*The request*: Omit the images, then output each of the records below exactly.

-- Start Records for processing --

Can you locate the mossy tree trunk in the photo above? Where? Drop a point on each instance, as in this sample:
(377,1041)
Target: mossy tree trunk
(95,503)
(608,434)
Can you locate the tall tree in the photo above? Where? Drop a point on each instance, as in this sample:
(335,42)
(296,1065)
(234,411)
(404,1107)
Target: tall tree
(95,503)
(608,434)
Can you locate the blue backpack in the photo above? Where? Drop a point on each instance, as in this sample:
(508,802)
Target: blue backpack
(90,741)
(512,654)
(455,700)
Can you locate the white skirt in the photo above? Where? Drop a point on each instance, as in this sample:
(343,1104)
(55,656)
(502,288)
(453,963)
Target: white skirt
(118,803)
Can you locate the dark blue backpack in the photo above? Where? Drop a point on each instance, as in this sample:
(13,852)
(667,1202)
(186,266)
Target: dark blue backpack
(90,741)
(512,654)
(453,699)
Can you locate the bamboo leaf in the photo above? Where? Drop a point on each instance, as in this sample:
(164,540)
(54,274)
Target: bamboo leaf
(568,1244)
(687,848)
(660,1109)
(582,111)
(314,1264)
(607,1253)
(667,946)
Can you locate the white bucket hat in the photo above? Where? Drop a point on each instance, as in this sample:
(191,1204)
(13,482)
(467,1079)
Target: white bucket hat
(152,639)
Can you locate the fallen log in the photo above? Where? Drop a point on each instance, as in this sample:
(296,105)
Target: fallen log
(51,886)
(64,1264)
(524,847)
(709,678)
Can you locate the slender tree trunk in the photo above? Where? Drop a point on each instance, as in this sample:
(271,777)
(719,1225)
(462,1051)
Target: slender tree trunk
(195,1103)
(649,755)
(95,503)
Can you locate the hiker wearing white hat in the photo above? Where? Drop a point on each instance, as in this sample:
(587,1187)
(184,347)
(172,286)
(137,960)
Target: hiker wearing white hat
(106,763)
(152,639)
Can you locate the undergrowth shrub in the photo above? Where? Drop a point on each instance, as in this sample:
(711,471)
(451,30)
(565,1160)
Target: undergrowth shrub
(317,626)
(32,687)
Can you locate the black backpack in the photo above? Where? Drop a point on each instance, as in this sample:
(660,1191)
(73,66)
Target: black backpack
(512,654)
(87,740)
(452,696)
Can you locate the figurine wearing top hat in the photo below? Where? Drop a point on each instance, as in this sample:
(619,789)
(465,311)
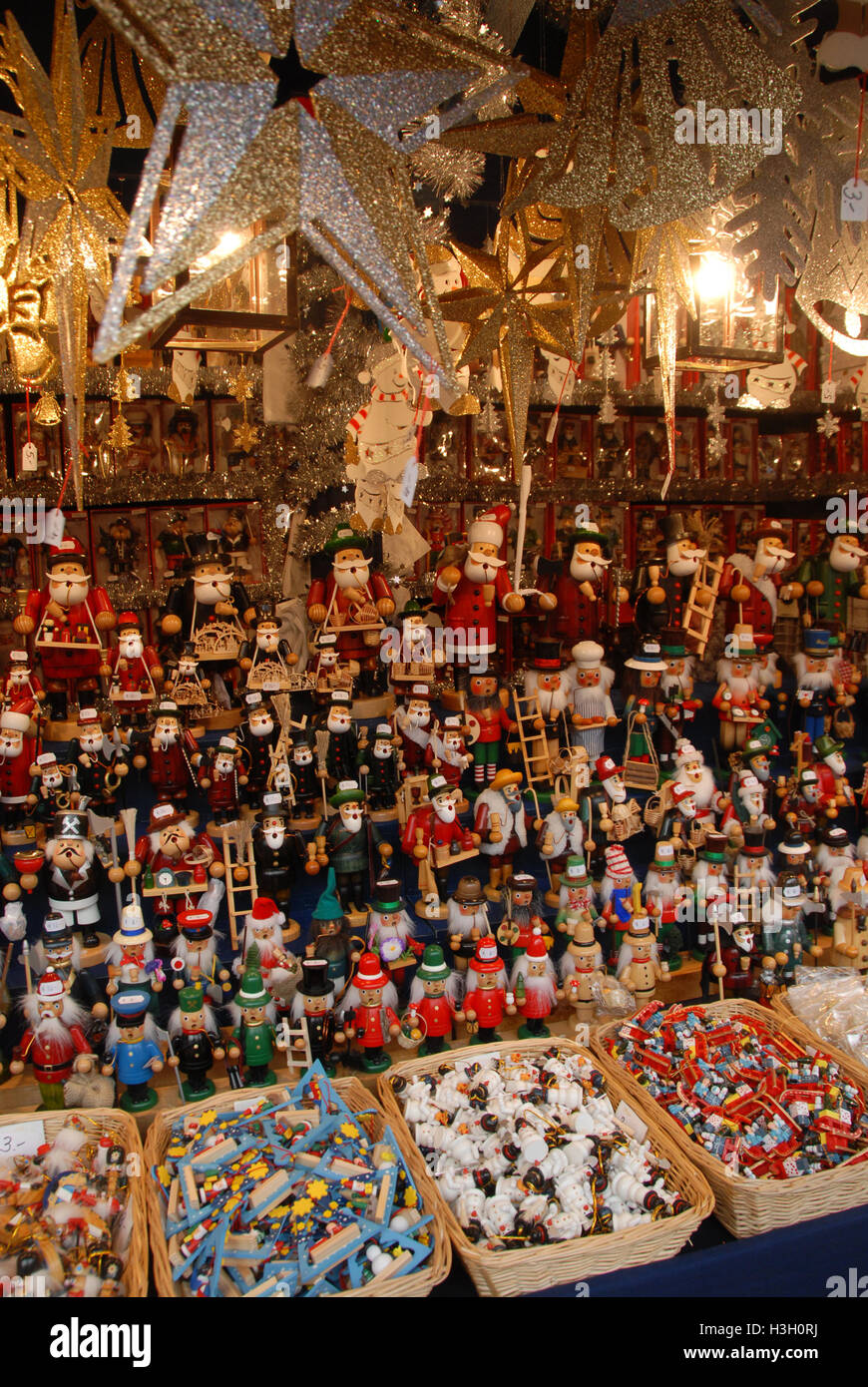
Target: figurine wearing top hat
(315,1002)
(266,658)
(661,587)
(580,587)
(68,618)
(132,1052)
(196,1043)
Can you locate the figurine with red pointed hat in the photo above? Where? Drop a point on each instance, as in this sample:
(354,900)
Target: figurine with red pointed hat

-- End Records for processing --

*Expected output*:
Can you locate the mossy tree trunk in the photo above? Where? Drop a point on each instance, as in this sample:
(377,1041)
Target: mossy tree trunk
(95,503)
(608,434)
Can you locate the tall tree in the photo above? Where? Drop a point on each instance, as in this sample:
(335,42)
(296,1065)
(234,411)
(404,1107)
Target: tall tree
(95,503)
(608,434)
Can you locate the blue backpack in the photo above? Where? Drop a point on each instance, as in this sample:
(508,802)
Target: blue backpack
(90,741)
(512,654)
(455,700)
Can you locate the white skirt in the photo above? Where? Drop a point on each instance, as in this sample:
(343,1104)
(55,656)
(502,288)
(453,963)
Target: white skirt
(118,803)
Can you locate the dark blue backpack in the photo above? Where? Drop a point on each instance, as in this sample:
(13,852)
(667,1202)
(186,266)
Target: dark blue backpack
(90,741)
(512,654)
(453,699)
Can you locate the bamboo leaf in the photo above? Where? Drop a point on each instance, as in this sample:
(164,540)
(54,274)
Target: bamboo leaf
(568,1244)
(687,848)
(660,1109)
(582,111)
(314,1264)
(607,1253)
(667,946)
Can you locate the white bucket hat in the photo above? Where? Drop a point on each instance, as in this sample:
(191,1204)
(13,482)
(467,1079)
Target: white bucket hat
(152,639)
Can you locate the fallen log in the photo above? Where? Drop a point on each instance, as in this sample:
(296,105)
Target: fallen log
(51,886)
(64,1264)
(524,847)
(709,678)
Can you locate the slender tree trunk in the photo above? Where? Drop a point on each instance, as in this sample:
(271,777)
(719,1225)
(462,1051)
Target: slender tree trunk
(195,1103)
(649,755)
(95,503)
Can you locate the hiker wearing white hat in the photo above? Where? Drop a point on each instance, as in this sample:
(587,1187)
(184,347)
(172,286)
(137,960)
Target: hiker wearing white hat
(106,763)
(152,639)
Can you locate the undergrowth shrub in the photo above? Where? Drop a point on each instance, as in this sample:
(711,471)
(451,30)
(565,1160)
Target: undergrowth shrub
(317,626)
(32,687)
Can you locate the black backpack in the photo above? Where? Drop a point on each instance, as in this sample:
(660,1191)
(73,66)
Target: black backpack
(512,654)
(87,740)
(452,696)
Can you locate the figurine wearing top hat in the photo below? Where? Drop a point on each instance, as in this sample:
(619,789)
(465,311)
Target: figurine wearing top hat
(315,1002)
(266,658)
(661,587)
(580,587)
(68,618)
(132,1052)
(196,1043)
Can you locate the figurine with red pointed hat in the photo above? Where? Drop a point on each instance, as in this sample:
(354,900)
Target: figurine with red pointed hat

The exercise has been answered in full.